**Instruction:** Please copy the rows below word for word, leaving out the pictures.
——
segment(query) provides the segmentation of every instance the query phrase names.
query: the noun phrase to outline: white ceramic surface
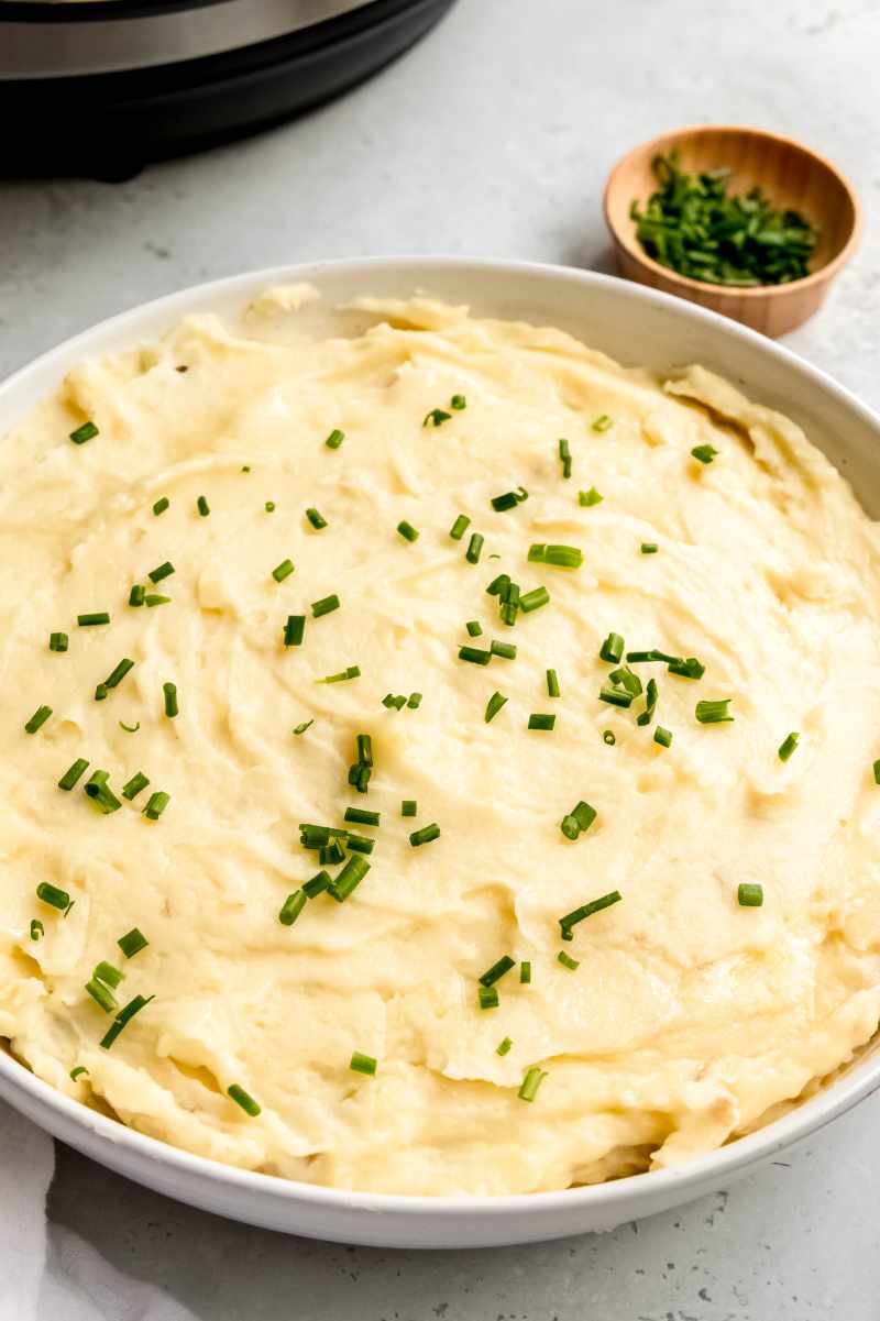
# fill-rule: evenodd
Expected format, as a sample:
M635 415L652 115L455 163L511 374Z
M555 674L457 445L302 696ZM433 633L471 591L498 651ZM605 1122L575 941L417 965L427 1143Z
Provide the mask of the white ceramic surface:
——
**Task answer:**
segment(query) provides the segmentation of every instance the query phrase names.
query: the noun phrase to outline: white ceramic surface
# fill-rule: evenodd
Expected format, as a sample:
M635 415L652 115L455 163L511 374Z
M555 674L457 445L302 696ZM433 633L471 591L498 651ZM605 1122L575 941L417 965L427 1143Z
Provide the mask of the white ceramic surface:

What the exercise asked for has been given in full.